____ RECORD EXCERPTS
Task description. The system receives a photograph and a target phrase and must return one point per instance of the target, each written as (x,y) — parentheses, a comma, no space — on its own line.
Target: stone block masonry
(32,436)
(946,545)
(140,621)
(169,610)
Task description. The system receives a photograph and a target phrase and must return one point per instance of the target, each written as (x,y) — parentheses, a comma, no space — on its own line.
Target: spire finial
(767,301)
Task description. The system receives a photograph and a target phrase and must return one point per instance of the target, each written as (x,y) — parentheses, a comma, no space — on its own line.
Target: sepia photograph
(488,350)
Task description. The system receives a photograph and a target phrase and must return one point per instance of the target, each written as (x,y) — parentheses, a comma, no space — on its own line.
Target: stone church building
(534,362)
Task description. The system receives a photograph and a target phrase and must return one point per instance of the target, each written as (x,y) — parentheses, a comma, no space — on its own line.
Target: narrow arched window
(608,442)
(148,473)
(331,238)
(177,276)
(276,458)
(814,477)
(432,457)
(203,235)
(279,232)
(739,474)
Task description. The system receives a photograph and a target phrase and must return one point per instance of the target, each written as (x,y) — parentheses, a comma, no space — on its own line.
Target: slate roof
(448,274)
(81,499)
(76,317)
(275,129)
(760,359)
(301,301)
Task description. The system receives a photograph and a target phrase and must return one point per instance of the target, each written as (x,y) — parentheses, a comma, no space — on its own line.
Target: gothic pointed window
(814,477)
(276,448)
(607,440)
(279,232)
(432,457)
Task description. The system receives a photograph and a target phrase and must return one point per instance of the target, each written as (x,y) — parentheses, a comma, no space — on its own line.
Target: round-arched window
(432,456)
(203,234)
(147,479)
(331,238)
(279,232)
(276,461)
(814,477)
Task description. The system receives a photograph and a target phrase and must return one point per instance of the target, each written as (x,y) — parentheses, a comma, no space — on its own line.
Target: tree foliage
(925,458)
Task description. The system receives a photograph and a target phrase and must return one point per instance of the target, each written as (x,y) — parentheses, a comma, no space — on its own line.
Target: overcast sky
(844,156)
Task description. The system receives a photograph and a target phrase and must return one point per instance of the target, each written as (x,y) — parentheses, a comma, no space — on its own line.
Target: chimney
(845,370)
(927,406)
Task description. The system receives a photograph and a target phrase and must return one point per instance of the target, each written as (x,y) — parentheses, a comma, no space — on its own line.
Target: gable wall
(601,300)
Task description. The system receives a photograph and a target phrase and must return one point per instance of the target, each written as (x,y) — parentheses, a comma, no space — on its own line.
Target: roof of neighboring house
________
= WHAT IS REQUIRED =
Restate the entries above word for word.

= SOLUTION TO THIS PROBLEM =
Task description. The system receives a photograph and a target phrase and must return one point per instance of the target, each written as (x,y) — parentheses, a comma, no space — on its own line.
Target: stone block masonry
(32,436)
(946,545)
(140,621)
(169,610)
Task description. The system receives a photograph and a target phrase and must return one point per instance of the target, each written as (x,y) — parentheses, a comma, no space — on its own line.
Target: spire finial
(767,301)
Task description. The system receives a photograph and a target phrase and must return one point per instance of the target, each written as (x,y) — parentheses, a comma, no space — on its own line.
Target: sepia photograph
(488,350)
Task description. The system receives a photograph and a target phrase and must return one point per instance of the target, each written as (x,y) — parentheses, a comma, no space — on its own line.
Target: stone church building
(534,362)
Task description. The system receives a photograph and a target phrase and must return one point per instance of the target, each written as (x,y) — parentheses, a comma, no space — on its own line.
Target: narrow arched window
(608,442)
(148,473)
(331,238)
(177,276)
(276,458)
(814,477)
(432,457)
(203,235)
(279,232)
(739,474)
Task description. The system receives a photograph and a target phrase and must return one point per instance of the target, each written as (x,y) — parentheses, a comma, no space — on its own line.
Target: slate roof
(448,274)
(81,499)
(76,317)
(275,129)
(760,359)
(301,301)
Task description. The system receives a photograph and a target phrase and must return one point per instance of the target, each written as (x,y) — parentheses, a comma, no space — on its own line.
Target: gothic pointed window
(814,477)
(276,448)
(607,440)
(279,232)
(432,457)
Task description. The system receives a photograph and a target phrase and must return one point per instance of the target, each written as (x,y) — parentheses, a comma, no space — on its own line.
Target: round-arched window
(432,456)
(203,234)
(147,479)
(331,238)
(279,232)
(276,461)
(814,477)
Task description. The system receives a photograph and a target phrase and must return one point per instance of the target, each written as (x,y) — parentheses, a comma, no space — on its own line.
Target: tree foliage
(925,458)
Task description. The system receives a photograph and a target phrase and must return one point per instance of the target, each written as (x,y) — parentheses, a comma, no space — on its own line.
Target: overcast sky
(844,156)
Task description. The system receives a photograph and a target phrase and must return one point per instance of the target, each written as (x,y) — parentheses, a comma, no space — on its own line.
Target: chimney
(845,370)
(927,406)
Task description. The system receives a photograph and a target phrase and must return one point per instance of the target, each written as (x,y) — parentheses, a comma, no space — on its own line.
Target: gable wall
(601,300)
Task description. The system receives a photograph and a target phrase and must return one point per instance of the target, each written as (x,y) — parentheses, a comma, no space — on its own line.
Target: roof of neighboring house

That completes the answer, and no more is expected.